▶ _Supplied text_:
......

5. Reconceiving the Local
Mignolo’s advocacy of critical border thinking and Spivak’s of planetarity both recognize the difficulty of asking Frye’s question, “where is here?”, within post-modern, post-colonial, and post-human times. Leigh Jenco suggests one way of proceeding might be to “reconceive the ‘local’ not as a cultural context that permanently conditions our understanding and argumentative claims, but as a particularized site for the circulation of knowledge” (28). I like this view. For Jenco, locality “is not some kind of permanent (albeit constantly penetrated) dwelling place that persists in shaping the entirety of its residents’ theorizations” (38). Rather, “it often stands as a concentrated site of audiences, sympathies, and standards that generate particular kinds of reflections and render them viable in local (but possibly broader) contexts” (38). Jenco is looking for a way to think outside Eurocentric categories and Western domination of the disciplines without privileging simplistic and unconvincing notions of local authenticity. By redefining locality as a site of circulating and contending discourses, Jenco complicates the binary of insider/outsider and provides more space for the co-constitution of knowledge by teams of scholars reorganized within “localized communities of knowledge”(45) functioning in genuinely reciprocal exchange with such communities elsewhere.

......

▶ _Given data_:
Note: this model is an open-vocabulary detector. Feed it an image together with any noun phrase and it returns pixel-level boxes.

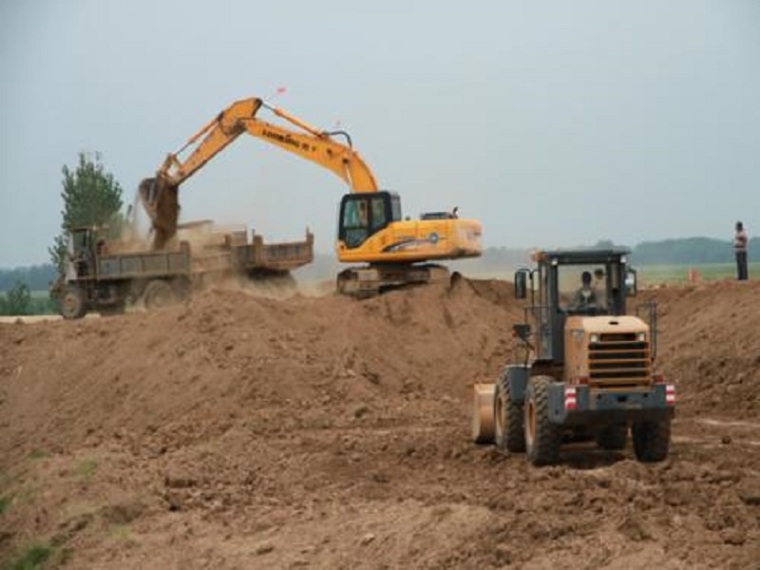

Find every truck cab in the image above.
[481,248,675,465]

......

▶ _Task requirements_:
Carry on the passage on reconceiving the local from the point where it stops.

▶ _Exercise result_:
This was the model explored in three recent team projects in which I have been involved: “Globalization and Autonomy,” “Building Global Democracy,” and “Brazil/Canada Knowledge Exchange.” Each sought to create transversal relations across peripheries, either bypassing or marginalizing hegemonic centres of power. These projects confronted the difficulties explored by Jenco—specifically, that even scholars based in non-Western parts of the world have still been trained in dominant Eurocentric forms of knowledge production and evaluation. With Jenco, we conclude that “The answer lies in interrogating the assumption that we must either be engaged in reflection that culminates in general, intelligible knowledge about political life [Jenco’s area of disciplinary focus], or we are investigating local contingency” (Jenco: 51). That binary is no longer tenable. We need to explore other options. Tsing makes a similar point in Friction: an ethnography of global connection. She argues the universal/particular binary is an imperialist construction that must be abandoned if decolonization is to proceed. A Translation Studies Forum, “Universalism in Translation Studies,” raises these issues in an ongoing discussion inviting further reflections on the role and value of place in translation practices, the value of seeking a standardized language, and the adequacy of current frames for standardization. They contributors ask, as this conference asks: does place matter, and if it does, then how does it matter? And how can research, teaching, and translation practices be adapted to find more adequate answers to these questions?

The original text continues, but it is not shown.